:: Goal ::
Give again the entries starting with the line containing "Could you please indicate the blurred" and going on through the end of the entries, swapping "ibex" for "wild goat" and leaving everything else unchanged.

:: Dataset ::
= = = = =
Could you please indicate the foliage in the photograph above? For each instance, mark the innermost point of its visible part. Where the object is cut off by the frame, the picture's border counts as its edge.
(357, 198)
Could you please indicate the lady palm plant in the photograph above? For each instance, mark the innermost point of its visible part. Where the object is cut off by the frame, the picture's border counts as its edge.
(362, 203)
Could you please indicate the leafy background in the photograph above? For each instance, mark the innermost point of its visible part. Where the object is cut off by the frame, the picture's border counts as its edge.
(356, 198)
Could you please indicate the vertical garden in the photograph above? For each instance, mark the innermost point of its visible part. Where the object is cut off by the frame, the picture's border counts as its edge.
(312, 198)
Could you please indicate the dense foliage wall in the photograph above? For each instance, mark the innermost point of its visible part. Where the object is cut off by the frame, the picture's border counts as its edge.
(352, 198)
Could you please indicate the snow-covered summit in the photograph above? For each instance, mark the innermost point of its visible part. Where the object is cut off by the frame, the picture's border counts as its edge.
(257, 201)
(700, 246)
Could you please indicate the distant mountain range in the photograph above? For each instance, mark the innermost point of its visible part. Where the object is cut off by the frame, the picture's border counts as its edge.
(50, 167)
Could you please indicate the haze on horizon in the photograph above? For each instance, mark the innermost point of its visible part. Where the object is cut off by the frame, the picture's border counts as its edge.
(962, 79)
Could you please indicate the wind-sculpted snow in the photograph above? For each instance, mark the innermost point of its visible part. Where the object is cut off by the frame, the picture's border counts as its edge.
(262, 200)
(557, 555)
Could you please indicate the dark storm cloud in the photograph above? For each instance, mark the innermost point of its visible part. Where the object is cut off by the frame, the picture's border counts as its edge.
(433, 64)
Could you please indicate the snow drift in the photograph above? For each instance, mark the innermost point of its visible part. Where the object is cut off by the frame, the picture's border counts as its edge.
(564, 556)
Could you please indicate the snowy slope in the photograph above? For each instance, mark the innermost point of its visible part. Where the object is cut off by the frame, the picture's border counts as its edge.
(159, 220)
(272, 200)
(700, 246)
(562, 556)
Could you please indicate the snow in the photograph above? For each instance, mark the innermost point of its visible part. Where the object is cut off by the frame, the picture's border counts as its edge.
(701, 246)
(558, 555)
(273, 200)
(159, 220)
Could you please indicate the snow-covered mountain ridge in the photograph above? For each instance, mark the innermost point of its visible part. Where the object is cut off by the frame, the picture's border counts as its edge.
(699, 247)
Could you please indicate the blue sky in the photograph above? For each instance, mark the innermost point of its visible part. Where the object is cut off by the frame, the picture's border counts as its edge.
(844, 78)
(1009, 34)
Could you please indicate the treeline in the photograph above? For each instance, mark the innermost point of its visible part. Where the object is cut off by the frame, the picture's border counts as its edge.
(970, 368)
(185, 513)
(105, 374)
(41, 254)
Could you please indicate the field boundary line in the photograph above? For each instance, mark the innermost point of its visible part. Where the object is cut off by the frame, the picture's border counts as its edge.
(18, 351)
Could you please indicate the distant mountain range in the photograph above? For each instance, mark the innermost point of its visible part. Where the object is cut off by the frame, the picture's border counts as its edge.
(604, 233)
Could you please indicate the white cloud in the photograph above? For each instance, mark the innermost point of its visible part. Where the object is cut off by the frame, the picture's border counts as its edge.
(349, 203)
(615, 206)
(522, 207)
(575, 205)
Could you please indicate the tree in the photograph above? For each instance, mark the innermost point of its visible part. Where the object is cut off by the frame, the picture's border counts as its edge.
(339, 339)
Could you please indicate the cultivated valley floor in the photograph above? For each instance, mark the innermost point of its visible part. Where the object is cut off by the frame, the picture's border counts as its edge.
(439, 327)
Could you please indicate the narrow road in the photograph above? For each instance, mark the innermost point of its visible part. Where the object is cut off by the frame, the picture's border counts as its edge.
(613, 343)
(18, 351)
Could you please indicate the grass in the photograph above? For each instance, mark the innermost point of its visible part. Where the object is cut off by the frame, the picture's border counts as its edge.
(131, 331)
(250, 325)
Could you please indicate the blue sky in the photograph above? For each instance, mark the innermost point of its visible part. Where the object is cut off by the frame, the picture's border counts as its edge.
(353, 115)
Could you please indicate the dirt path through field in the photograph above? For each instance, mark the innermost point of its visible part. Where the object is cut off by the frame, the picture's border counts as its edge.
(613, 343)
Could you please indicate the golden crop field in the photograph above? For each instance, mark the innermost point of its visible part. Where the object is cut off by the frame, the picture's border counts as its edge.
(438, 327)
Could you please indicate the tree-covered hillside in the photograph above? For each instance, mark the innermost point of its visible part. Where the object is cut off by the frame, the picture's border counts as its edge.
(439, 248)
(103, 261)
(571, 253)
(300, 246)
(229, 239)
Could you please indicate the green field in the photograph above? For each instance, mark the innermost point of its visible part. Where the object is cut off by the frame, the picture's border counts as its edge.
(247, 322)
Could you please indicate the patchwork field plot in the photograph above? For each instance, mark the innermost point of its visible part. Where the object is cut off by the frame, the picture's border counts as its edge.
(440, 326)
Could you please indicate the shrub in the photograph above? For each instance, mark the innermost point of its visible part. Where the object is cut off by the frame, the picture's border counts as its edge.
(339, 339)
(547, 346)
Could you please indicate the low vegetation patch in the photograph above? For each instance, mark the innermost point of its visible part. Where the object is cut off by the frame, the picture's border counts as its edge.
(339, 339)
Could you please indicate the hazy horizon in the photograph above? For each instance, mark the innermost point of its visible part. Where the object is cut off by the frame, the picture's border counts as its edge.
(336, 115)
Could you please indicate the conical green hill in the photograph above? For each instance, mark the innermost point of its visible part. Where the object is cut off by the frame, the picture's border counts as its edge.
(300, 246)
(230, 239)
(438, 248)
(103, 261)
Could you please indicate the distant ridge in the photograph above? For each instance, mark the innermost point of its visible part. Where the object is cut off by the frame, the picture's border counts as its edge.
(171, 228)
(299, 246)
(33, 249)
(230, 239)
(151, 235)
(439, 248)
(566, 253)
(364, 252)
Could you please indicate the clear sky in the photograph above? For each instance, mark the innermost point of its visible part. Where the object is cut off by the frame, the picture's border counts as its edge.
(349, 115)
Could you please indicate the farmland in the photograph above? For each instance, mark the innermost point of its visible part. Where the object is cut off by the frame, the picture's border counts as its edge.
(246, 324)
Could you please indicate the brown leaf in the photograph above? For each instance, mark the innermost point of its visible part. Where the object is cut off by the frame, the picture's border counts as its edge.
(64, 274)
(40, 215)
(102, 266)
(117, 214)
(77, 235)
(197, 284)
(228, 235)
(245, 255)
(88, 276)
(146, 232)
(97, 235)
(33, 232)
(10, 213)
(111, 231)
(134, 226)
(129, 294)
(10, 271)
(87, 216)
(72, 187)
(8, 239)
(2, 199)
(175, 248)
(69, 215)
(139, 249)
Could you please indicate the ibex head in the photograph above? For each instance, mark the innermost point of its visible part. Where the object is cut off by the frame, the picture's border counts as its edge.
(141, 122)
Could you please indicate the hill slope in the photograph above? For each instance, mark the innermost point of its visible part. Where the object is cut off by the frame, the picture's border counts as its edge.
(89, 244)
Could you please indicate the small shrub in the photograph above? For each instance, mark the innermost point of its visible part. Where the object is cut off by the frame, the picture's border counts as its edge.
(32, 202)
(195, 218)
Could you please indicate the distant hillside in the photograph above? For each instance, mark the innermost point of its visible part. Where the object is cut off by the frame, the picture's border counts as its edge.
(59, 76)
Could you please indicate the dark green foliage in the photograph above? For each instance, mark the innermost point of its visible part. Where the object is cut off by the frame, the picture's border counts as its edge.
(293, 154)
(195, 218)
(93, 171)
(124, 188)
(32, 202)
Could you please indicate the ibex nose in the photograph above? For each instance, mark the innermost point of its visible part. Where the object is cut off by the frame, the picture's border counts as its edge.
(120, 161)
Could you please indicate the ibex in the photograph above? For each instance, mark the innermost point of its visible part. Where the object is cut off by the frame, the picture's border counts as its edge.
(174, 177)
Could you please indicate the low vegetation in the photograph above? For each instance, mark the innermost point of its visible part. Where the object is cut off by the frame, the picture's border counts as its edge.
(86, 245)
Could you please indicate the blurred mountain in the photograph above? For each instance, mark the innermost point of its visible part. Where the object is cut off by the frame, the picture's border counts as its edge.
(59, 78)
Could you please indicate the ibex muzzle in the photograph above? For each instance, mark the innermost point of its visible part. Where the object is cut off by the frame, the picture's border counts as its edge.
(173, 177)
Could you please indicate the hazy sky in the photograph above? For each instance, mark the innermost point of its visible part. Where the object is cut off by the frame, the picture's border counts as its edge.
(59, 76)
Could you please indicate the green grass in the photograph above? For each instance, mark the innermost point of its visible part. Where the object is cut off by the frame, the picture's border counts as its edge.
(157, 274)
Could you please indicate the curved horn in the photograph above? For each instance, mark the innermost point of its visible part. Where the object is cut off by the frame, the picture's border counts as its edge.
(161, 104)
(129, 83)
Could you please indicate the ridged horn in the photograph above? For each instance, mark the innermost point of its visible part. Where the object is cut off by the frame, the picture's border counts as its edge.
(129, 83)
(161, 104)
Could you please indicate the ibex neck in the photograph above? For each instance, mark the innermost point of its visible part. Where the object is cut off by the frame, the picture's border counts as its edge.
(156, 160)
= = = = =
:: Response ::
Could you please indicate the blurred mountain in the photograph above? For each instance, mark the innermost point of its visible part. Where the object is cut off by the frame, the picture's border counts as its edge.
(59, 78)
Could you please indicate the wild goat muzzle in the photograph above? For each instance, mark the innermost point of its visible part. Where the object is cut off by the frame, the picture's border counts as its edge.
(173, 177)
Could you please indicate the hazy sky in the photograph above? For each instance, mark the innermost point of its visible part. Where the object is cut off by the frame, the picture's border counts as its edge.
(59, 76)
Could you please indicate the green grass in the photograph above? For each instance, mark the innermost point of its visible part. Where the object is cut off by the frame, the picture's border counts as its edge.
(157, 274)
Could you please indicate the curved horn in the photograph above? For each instance, mark the innermost point of its visible part. Where the object is cut off by the frame, the picture's border counts as its edge.
(161, 104)
(129, 83)
Could you please indicate the ridged horn in the photograph above? For each instance, mark the innermost point of its visible part. Where the object is cut off by the frame, the picture's border counts as its edge.
(129, 83)
(161, 104)
Could you please indicate the wild goat neck in the photograph above? For each instance, mark the innermost point of its visible part. Where the object is cut off by the frame, the picture's border counts as its edge.
(156, 160)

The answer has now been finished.